§ **Given passage**:
━━━━━━

Refreshed and well fed, we made our way out to the pool at our temporary accommodation and received our fill of vitamin D and story time. Shortly after, we were off to settle in at the Engineering Guest House at KNUST (Kwame Nkrumah University of Science and Technology). Those of us who had time quickly checked out our new hotel rooms and reported positive findings to the rest of the group. At last, we were ready to enjoy a day off from all of our hard work!
|Post scene photo with the actors|
After a brief water and snack break, it was back to our mystery adventures in Kumasi. With some more luck and bargaining, we found ourselves at a festive music event where performers were sampling new music. There were hundreds of Ghanaians in attendance including a chief from a small village in the North. George had explained to us that people from the audience would be taken from their seats and brought up to the stage. With persuasion from the host of the event, friends would then have to help "bail" them out with donations. The donors would bring money to the stage and place it upon their head, which was seen as a sign of respect. One of our own, Skye MacLeod performed clarinet on stage with one of the Ghanaian musicians and while he performed, we each went to the stage and placed money on Skye's head.
|Skye MacLeod jamming on stage in Kumasi|
We spent a little while longer listening to performers and being entertained by the host's enthusiastic mannerisms and intonation, although we were uncertain of what he was saying since he was speaking a native language from Northern Ghana. Before leaving, two students mustered up the courage to delve into the events a little bit further. One student was taken from the crowd and earned her donations to be freed and rejoin the group, while another joined the musicians, embracing the music and engaging in traditional African dance.
On our trip home, George explained to us how tribes in Ghana often receive different markings to help identify their tribe. Although this isn't as common today, some still practice it and a number of students had asked about the different types of markings that they had noticed. Interestingly, being in "Ashanti land" (Kumasi), we discovered that Ashanti's have a great disdain for tribal markings because there is a rule that no royalty can have marks on their bodies.
At the end of this adventure packed first day in Kumasi, we enjoyed our typical dinner of rice and chicken or fish. We learned our groups for our next three days in the Komfo Anokye Hospital and Effiduasi Methodist Primary School's "Unit School" and held a short review of the cleft palate course that many of us had taken this past summer. Winding down, we each headed off to our new rooms to rest up for an exciting week two of clinical work in our new location.

━━━━━━

§ **Work request A**: List every institution or building that the Kumasi account mentions by its proper name.
§ **Work request B**: According to the Kumasi account, why do the Ashanti dislike tribal markings?

§ **Data extracts**:
━━━━━━

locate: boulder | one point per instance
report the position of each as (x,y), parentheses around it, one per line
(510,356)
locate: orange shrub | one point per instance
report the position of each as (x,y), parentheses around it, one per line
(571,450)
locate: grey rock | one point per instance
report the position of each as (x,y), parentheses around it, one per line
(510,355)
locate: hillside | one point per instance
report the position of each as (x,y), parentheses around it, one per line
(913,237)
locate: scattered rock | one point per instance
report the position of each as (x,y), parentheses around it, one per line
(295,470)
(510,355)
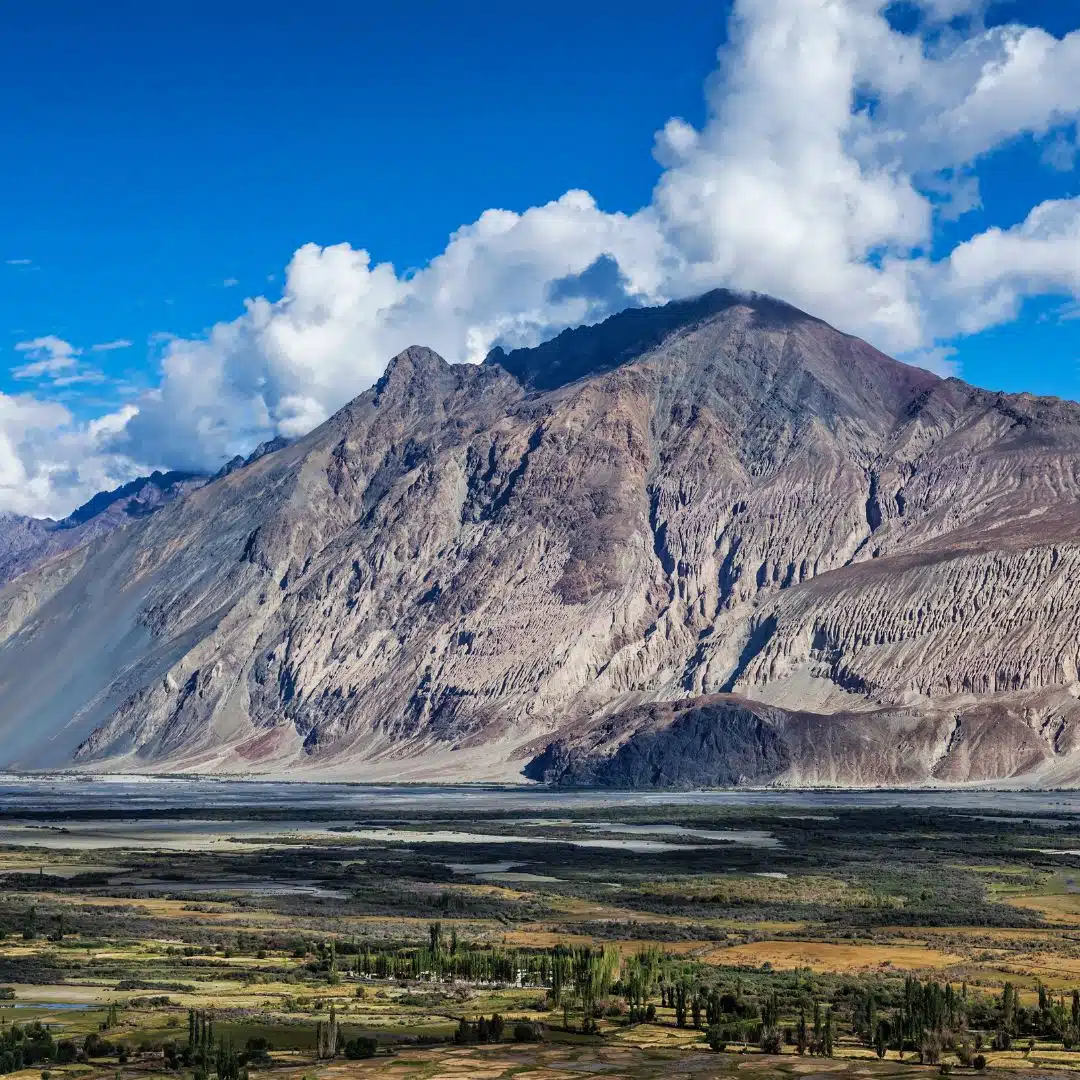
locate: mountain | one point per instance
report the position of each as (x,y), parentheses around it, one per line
(26,542)
(713,542)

━━━━━━

§ **Answer A**:
- Engineering Guest House
- KNUST (Kwame Nkrumah University of Science and Technology)
- Komfo Anokye Hospital
- Effiduasi Methodist Primary School's "Unit School"

§ **Answer B**: The Ashanti have a strong dislike of tribal markings because they have a rule that no royalty can have marks on their bodies.